▶ [THE PROBLEM]
Reproduce the listing below word for word, every line from first to last.

▶ [DATASET CONTENT]
--- begin ---

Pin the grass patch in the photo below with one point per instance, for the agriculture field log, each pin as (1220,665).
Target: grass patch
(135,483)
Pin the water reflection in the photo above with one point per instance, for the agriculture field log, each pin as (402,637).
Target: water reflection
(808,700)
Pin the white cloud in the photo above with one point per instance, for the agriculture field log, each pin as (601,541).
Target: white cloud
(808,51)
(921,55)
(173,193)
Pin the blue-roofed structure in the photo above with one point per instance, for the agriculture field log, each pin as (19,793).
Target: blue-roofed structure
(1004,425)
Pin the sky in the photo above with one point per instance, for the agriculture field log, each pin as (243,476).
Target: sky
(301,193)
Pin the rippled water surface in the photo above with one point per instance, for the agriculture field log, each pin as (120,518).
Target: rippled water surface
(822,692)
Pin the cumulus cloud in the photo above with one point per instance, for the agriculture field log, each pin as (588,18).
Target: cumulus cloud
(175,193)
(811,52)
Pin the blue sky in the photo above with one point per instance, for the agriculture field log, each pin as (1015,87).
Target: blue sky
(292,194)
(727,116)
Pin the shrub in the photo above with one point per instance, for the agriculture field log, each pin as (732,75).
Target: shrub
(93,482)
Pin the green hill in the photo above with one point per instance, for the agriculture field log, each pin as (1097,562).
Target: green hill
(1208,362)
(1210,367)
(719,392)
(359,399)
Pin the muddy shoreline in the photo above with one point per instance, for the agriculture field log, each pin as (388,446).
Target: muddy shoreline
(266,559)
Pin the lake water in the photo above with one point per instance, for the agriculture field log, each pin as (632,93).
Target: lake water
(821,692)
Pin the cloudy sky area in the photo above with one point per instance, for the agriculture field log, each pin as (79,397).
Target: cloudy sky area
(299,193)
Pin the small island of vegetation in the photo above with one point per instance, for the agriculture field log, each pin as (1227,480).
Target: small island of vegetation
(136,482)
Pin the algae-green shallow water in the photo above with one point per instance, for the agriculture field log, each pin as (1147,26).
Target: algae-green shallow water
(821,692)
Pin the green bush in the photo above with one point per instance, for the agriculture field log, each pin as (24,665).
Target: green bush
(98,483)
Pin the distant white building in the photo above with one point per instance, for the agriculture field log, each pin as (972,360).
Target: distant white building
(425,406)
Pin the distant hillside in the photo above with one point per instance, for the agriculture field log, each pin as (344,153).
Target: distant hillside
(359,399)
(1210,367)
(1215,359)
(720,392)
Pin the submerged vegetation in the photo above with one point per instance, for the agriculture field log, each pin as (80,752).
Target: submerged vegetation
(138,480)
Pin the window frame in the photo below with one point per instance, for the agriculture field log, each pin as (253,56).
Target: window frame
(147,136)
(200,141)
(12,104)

--- end ---

▶ [OUTPUT]
Pin the grass patch in the photo below with one point per instance, for the agriculture field log, each pin as (1220,665).
Target: grass patch
(135,483)
Pin the water reflection in the photo above with one point per instance, for the agriculture field log, each pin as (402,637).
Target: water reflection
(808,700)
Pin the white cloud in the photo above with one point per instance, for the agriculture field log, each pin as (601,541).
Target: white cloud
(808,51)
(921,55)
(173,193)
Pin the blue-roofed structure in the photo above with one point per instance, for the agriculture field log, each pin as (19,793).
Target: blue-roofed structure
(1004,425)
Pin the sky in the photo above with one point per instance, for the agriculture field log, each pin as (243,476).
Target: sky
(301,193)
Pin the rippled water surface in the photo above with one point per instance, for the agriculture field log, each pin as (120,518).
Target: rippled water surface
(822,692)
Pin the cumulus cloud in the photo above with one point per instance, for the agriculture field log, each pin as (588,18).
Target: cumulus cloud
(175,193)
(811,52)
Pin the blue sky in the photo above with one point per instance, for the agriculture field log, each pin as (1015,87).
Target: blue sky
(292,194)
(727,116)
Pin the shrub in the photo above with one point per instance, for the agriculture field log, each pin as (732,75).
Target: shrub
(93,482)
Pin the green hill in the photo above with one point per instance, for the agriculture field log, each pin as (1097,562).
Target: green hill
(1208,362)
(1210,367)
(719,392)
(359,399)
Pin the muddy shoreline in the photo above with one point per instance, for the agriculture field log, each pin as (388,446).
Target: muddy shoreline
(266,559)
Pin the lake water in the photo above with one point per instance, for the agriculture field log, each pin as (632,93).
Target: lake water
(821,692)
Pin the cloudy sky area in the photo above with one point per instance, for the agriculture field log, each pin as (79,397).
Target: cloudy sky area
(299,193)
Pin the small island of vegetation in the photo above with one point per instance, for the agriculture field log, each pin as (1227,480).
Target: small island of vegetation
(136,482)
Pin the algae-green shallow water in the photo above with one point per instance, for the agriculture field log, each pin as (1147,26).
Target: algae-green shallow water
(821,692)
Pin the green bush in the photo above with one point per instance, for the agriculture field log, each pin as (24,665).
Target: green bush
(98,483)
Pin the distant white building in the photo above with one point per instance, for the agriculture field log, each pin as (972,360).
Target: distant white building
(425,406)
Pin the distant hillside in the photo above with one point per instance, for the agriculture field log, each pin as (344,153).
Target: distant hillside
(359,399)
(1210,367)
(1215,359)
(720,392)
Pin the submerged vegetation in the photo above with one point per instance, for the agriculture field log, each pin as (80,752).
Target: submerged vegetation
(138,480)
Pin the window frame in the photo below with one point per instance, for the agriculture field log, each pin as (253,56).
Target: window frame
(147,136)
(200,141)
(12,104)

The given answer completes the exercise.